YOUR GOAL » Revise everything from the line containing "Annotate the green tree" down to the line containing "<point>465,412</point>" in the entries below, changing "car hood" to "vehicle hood" and leaving all else as it is.

RECORD EXCERPTS »
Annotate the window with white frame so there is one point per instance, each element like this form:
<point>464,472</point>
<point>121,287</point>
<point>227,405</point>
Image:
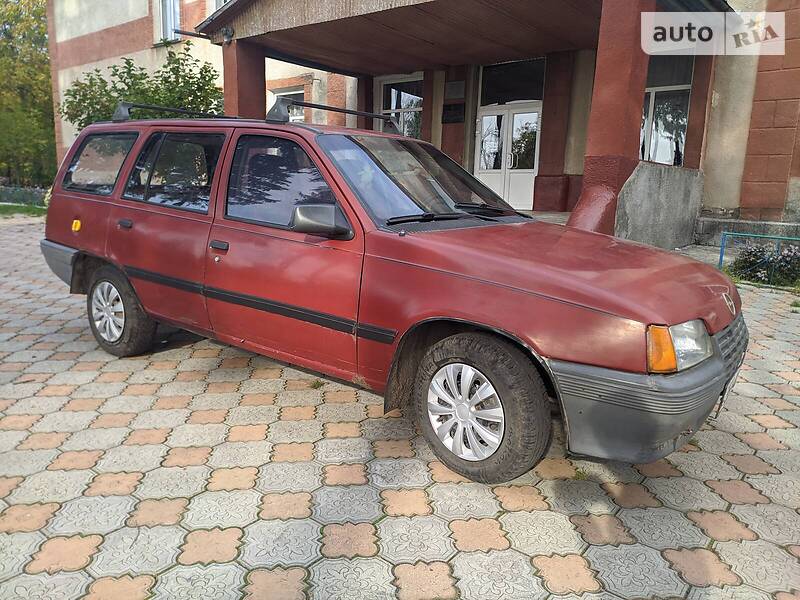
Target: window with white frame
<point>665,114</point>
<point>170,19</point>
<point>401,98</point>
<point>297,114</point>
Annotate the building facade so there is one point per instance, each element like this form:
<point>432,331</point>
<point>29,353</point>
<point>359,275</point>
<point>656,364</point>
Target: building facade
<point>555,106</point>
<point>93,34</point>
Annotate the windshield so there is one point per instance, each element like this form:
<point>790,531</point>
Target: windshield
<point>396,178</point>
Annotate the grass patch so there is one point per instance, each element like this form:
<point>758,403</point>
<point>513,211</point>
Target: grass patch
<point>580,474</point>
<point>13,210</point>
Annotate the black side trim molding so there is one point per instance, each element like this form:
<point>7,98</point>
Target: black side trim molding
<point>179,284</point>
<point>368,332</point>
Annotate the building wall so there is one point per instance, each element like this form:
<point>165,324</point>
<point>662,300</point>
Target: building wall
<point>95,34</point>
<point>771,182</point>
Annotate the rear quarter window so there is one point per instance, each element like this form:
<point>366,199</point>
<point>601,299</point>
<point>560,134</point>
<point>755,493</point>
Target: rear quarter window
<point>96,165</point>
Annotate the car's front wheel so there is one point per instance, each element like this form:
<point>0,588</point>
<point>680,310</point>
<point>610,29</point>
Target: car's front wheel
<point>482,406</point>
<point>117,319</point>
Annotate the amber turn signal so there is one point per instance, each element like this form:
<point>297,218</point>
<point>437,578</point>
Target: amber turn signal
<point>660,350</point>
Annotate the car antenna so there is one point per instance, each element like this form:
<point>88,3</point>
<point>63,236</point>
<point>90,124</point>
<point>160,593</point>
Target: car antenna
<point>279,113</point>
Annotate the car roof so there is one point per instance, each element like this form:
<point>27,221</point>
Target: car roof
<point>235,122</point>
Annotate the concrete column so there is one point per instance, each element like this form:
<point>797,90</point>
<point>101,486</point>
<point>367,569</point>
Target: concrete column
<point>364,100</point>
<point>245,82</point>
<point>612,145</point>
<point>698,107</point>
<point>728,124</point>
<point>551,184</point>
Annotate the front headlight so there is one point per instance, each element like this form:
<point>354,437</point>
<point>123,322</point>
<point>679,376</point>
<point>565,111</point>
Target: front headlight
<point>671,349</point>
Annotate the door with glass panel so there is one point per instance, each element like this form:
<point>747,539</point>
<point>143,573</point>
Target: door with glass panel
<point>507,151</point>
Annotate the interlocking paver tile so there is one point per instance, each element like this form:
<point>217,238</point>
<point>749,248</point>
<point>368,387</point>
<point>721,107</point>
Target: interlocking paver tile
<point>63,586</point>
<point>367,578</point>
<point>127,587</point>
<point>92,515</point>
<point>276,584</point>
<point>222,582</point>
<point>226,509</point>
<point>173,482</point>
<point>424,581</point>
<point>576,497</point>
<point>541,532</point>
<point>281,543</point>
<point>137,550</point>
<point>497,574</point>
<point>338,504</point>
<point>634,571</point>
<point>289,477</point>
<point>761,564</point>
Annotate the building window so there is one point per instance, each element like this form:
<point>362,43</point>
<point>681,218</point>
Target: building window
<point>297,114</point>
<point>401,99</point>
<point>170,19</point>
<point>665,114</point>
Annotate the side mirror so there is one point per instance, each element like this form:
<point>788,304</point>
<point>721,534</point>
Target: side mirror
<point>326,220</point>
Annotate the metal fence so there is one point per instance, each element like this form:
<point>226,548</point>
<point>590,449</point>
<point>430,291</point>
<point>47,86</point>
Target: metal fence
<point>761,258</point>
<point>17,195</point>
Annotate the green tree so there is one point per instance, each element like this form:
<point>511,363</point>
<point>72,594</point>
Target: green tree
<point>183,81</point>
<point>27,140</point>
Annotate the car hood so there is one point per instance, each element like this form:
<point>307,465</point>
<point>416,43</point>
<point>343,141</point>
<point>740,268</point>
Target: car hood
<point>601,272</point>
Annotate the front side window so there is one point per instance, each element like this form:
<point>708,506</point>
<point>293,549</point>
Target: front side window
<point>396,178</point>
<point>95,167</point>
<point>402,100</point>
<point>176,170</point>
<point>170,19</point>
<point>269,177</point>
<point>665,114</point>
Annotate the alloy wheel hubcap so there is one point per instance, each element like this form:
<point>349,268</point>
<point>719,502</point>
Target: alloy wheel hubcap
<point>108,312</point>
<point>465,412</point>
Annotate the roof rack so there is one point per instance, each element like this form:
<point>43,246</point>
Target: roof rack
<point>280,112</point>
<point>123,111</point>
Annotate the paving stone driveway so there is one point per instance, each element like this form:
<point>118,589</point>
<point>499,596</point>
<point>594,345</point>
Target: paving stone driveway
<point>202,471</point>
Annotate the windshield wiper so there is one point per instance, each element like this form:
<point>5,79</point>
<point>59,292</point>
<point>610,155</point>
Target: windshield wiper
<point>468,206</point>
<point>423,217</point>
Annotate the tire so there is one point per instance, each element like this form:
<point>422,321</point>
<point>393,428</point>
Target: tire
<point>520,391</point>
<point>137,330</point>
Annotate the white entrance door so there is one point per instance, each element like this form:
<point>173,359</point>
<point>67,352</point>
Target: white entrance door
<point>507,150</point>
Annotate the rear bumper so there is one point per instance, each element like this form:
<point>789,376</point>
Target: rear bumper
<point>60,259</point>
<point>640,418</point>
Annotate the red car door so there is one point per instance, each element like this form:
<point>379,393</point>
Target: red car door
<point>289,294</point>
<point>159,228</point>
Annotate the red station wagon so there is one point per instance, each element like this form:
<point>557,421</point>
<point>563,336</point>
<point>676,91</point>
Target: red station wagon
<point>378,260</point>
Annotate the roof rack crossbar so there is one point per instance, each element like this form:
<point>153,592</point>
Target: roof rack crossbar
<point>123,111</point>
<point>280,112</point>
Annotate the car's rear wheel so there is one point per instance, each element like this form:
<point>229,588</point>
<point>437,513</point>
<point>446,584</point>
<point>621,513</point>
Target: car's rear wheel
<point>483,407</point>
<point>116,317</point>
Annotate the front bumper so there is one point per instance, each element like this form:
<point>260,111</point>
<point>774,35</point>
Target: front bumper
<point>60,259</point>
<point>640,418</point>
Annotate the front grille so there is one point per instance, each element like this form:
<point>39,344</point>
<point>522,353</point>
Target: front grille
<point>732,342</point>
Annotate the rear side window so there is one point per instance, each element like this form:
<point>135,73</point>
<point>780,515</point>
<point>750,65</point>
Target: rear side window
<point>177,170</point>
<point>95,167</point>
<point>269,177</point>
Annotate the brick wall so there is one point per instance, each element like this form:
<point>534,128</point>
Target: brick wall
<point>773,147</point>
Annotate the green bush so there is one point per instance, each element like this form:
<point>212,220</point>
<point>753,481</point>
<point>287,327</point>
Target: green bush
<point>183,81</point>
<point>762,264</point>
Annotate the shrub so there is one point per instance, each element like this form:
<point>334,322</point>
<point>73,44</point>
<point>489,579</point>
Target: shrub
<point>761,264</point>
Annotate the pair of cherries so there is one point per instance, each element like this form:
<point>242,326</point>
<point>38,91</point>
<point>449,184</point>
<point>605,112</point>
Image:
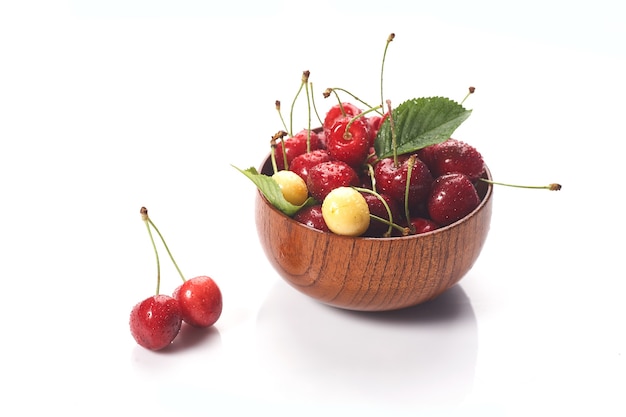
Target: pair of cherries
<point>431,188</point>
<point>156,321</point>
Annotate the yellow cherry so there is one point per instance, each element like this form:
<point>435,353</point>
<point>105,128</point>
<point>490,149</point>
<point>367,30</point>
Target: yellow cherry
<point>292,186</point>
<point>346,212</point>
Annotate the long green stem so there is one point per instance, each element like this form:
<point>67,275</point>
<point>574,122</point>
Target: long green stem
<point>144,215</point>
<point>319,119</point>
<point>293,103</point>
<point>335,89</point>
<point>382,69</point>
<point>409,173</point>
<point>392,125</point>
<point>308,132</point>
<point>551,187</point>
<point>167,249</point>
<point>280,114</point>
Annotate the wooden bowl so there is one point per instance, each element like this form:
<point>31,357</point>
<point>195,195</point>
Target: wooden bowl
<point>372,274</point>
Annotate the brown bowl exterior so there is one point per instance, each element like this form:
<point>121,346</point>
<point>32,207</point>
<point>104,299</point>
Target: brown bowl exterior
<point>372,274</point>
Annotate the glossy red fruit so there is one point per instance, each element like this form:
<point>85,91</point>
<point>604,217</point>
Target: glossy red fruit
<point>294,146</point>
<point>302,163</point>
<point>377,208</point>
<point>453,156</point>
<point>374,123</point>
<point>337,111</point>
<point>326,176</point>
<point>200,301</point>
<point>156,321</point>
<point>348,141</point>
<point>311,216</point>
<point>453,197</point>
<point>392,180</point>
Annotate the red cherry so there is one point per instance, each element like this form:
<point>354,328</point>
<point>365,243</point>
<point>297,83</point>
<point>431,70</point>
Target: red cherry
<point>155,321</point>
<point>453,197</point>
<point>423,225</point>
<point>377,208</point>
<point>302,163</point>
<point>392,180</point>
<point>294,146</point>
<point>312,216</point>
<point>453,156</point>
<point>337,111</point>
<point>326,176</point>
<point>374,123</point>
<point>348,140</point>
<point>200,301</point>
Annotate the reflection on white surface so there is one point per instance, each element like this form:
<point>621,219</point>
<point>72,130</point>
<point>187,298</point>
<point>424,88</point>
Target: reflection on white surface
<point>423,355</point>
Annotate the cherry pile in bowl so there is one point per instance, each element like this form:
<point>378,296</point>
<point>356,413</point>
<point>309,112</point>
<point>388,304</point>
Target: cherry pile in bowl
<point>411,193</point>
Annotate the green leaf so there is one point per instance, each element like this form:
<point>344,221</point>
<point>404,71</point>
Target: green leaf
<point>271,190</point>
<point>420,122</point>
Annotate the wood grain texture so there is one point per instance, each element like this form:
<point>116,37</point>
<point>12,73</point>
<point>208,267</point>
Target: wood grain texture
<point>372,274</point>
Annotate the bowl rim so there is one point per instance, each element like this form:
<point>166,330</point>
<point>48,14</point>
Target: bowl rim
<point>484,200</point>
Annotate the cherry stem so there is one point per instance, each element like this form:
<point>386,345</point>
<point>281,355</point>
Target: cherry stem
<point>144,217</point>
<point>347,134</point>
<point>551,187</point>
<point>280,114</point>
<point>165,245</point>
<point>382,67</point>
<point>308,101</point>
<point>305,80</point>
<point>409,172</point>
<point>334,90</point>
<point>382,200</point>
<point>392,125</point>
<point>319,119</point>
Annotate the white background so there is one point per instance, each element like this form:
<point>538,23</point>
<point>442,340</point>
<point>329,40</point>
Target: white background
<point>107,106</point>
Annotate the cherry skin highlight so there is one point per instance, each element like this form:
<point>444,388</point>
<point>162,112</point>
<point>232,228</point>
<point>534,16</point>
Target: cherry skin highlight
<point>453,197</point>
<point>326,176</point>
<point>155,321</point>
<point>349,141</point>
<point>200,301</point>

SOLUTION »
Annotate the green tree so there is one point per instance, each element like this form:
<point>511,363</point>
<point>72,594</point>
Target: green tree
<point>183,81</point>
<point>27,140</point>
Annotate the vehicle hood so there is one point per instance, each element like this form:
<point>307,465</point>
<point>416,43</point>
<point>343,141</point>
<point>740,268</point>
Target: vehicle hood
<point>601,272</point>
Annotate the front side window so there is one point per instance, each element like this form:
<point>708,506</point>
<point>293,549</point>
Target: front side window
<point>396,178</point>
<point>95,167</point>
<point>402,100</point>
<point>176,170</point>
<point>170,19</point>
<point>269,177</point>
<point>665,114</point>
Annotate the alloy wheel hubcap so there is one point per instance, each element like this form:
<point>349,268</point>
<point>719,502</point>
Target: alloy wheel hubcap
<point>108,312</point>
<point>465,412</point>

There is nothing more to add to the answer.